- **DESCRIPTION OF THE TASK**
Your reply should be the complete data, reproduced exactly.

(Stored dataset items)
>>>>>
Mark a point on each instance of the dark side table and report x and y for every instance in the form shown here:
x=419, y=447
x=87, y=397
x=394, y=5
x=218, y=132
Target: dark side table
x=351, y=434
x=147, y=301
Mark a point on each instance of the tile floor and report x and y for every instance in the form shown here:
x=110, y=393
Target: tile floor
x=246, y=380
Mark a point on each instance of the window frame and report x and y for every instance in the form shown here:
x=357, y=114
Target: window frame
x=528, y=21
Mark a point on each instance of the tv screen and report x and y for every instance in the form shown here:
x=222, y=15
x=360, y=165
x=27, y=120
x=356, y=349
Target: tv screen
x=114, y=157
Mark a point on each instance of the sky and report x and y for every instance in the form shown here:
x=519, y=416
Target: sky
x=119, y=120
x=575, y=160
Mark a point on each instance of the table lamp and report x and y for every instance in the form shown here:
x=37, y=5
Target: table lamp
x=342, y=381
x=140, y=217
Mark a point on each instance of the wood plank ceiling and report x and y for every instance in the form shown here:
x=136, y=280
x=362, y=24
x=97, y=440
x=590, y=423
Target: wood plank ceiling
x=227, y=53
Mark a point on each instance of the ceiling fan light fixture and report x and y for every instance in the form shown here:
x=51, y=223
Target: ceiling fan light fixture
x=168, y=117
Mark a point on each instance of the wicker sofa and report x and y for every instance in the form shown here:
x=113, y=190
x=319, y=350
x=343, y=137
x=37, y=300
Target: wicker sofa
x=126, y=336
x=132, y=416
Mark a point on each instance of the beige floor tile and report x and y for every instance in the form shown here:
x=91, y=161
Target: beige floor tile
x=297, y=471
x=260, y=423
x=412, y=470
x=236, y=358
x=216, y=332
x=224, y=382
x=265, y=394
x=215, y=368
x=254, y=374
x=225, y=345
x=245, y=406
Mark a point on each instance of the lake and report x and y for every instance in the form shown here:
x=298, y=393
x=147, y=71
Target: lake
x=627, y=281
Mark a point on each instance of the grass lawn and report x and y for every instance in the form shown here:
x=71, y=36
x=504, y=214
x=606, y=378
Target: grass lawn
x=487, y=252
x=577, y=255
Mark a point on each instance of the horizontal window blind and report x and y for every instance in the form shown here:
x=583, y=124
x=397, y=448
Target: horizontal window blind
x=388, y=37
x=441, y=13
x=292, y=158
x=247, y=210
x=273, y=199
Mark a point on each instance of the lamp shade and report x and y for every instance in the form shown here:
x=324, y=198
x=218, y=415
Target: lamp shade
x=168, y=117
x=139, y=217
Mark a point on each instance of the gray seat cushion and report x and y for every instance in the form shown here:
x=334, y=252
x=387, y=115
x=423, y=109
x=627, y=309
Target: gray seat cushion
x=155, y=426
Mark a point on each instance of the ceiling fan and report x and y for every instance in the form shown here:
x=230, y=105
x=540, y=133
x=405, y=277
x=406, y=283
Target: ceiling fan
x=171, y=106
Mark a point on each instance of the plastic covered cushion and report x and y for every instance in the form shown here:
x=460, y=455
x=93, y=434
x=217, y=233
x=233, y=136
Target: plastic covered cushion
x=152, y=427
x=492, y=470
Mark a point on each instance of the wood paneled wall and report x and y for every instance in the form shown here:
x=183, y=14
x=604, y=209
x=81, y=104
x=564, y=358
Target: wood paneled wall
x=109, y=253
<<<<<
- **SOLUTION FOR THIS PROBLEM**
Mark a point on each instance of the dark side table and report x and y for every instance in the form shown here:
x=419, y=447
x=87, y=397
x=394, y=5
x=218, y=132
Target: dark side table
x=351, y=434
x=147, y=301
Mark a point on each instance of the tile floor and report x and y for every instance in the form shown here:
x=110, y=393
Target: tile floor
x=246, y=380
Mark a point on each instance of the window frame and report x and y for every instance in the form shown here:
x=357, y=114
Target: window frame
x=528, y=21
Mark a point on each instance of the tv screen and report x and y for every instance in the form shown here:
x=222, y=15
x=360, y=165
x=27, y=120
x=356, y=349
Target: tv screen
x=114, y=157
Mark a point on each instance of the sky and report x and y for every instance in the form shown here:
x=519, y=416
Target: sky
x=119, y=120
x=575, y=160
Mark a point on each instance of the table lamp and report x and y for every instance in the form shown here:
x=37, y=5
Target: table lamp
x=342, y=381
x=140, y=217
Mark a point on each instance of the wood plank ceiling and report x and y for every instance in the form shown here:
x=136, y=280
x=362, y=24
x=97, y=440
x=590, y=423
Target: wood plank ceiling
x=227, y=53
Mark a point on each instance of the ceiling fan light fixture and report x and y for every instance in the form shown here:
x=51, y=223
Target: ceiling fan light fixture
x=168, y=117
Mark a point on each instance of the wicker sofa and report x and y for every instance in the form shown here:
x=113, y=190
x=319, y=350
x=343, y=137
x=37, y=300
Target: wicker sofa
x=126, y=336
x=132, y=416
Mark a point on each instance of the beige floor tile and report x and y for every instance in the form shown here:
x=91, y=161
Target: beige floor tile
x=297, y=471
x=260, y=423
x=412, y=470
x=236, y=358
x=216, y=332
x=224, y=382
x=265, y=394
x=215, y=368
x=254, y=374
x=225, y=345
x=245, y=406
Mark a point on each instance of the lake and report x and y for every instance in the form shown here:
x=298, y=393
x=147, y=71
Target: lake
x=627, y=281
Mark a point on each instance of the grass lawn and report x and y for every instance in the form shown here:
x=71, y=36
x=504, y=214
x=606, y=378
Target: grass lawn
x=487, y=252
x=577, y=255
Mark a point on each instance of the horizontal window blind and report x and y for every instance in the form shown here:
x=583, y=124
x=397, y=448
Target: horizontal window blind
x=388, y=37
x=441, y=13
x=292, y=158
x=247, y=210
x=273, y=199
Mark a point on each instance of the lamp shade and report x and y for every instance in the form shown here:
x=324, y=198
x=218, y=415
Target: lamp shade
x=168, y=117
x=139, y=217
Mark a point on each instance of the gray seat cushion and report x and y for every instance in the form shown here:
x=334, y=252
x=387, y=115
x=423, y=109
x=627, y=309
Target: gray seat cushion
x=155, y=426
Mark a point on each instance of the ceiling fan and report x and y for every instance in the form shown here:
x=230, y=105
x=540, y=133
x=405, y=277
x=406, y=283
Target: ceiling fan
x=171, y=106
Mark a point on each instance of the plastic covered cushion and report x and y for every instance in the form shown here:
x=460, y=455
x=93, y=434
x=217, y=233
x=233, y=136
Target: plastic covered cushion
x=152, y=427
x=492, y=470
Mark a point on each instance of the wood paneled wall and report x and y for every instance in the form shown here:
x=183, y=14
x=604, y=209
x=81, y=104
x=564, y=358
Target: wood paneled wall
x=109, y=253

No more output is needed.